WORK INSTRUCTION
Filter the records down to the lines that hold the word "Kindly", and copy each of those lines.

(AVAILABLE RECORDS Opens)

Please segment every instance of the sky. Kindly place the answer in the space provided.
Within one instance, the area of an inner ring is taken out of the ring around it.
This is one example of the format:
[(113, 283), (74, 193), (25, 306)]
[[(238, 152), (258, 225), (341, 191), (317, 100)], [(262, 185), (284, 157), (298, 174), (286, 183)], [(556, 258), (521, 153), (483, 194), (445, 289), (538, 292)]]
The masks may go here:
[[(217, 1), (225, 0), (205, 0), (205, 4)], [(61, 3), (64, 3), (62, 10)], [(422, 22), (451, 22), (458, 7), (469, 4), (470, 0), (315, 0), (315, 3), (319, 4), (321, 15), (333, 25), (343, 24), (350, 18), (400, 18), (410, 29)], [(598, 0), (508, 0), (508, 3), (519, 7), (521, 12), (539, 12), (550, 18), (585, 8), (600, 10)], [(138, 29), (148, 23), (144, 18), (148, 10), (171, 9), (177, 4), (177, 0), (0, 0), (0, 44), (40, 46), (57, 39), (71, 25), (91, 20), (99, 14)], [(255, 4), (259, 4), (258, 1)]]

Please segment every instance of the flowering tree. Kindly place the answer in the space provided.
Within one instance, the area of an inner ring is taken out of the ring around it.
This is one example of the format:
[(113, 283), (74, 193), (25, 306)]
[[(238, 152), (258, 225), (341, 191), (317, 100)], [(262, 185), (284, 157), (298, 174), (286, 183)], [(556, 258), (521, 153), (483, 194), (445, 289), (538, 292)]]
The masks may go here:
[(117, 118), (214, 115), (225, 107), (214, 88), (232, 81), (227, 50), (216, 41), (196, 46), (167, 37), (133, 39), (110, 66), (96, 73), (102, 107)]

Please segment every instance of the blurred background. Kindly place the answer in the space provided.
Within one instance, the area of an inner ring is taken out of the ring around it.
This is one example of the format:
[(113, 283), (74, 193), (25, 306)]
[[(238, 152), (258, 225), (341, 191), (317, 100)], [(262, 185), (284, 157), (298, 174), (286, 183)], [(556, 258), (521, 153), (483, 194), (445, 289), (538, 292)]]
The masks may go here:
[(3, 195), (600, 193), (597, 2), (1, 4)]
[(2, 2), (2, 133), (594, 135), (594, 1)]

(AVAILABLE RECORDS Closes)

RESPONSE TO THIS EXERCISE
Please segment every instance of the sky. Kindly place the answer in the space provided.
Please segment every instance of the flowering tree. Kindly place the answer in the space provided.
Please segment every instance of the blurred background. Kindly place the answer in the space provided.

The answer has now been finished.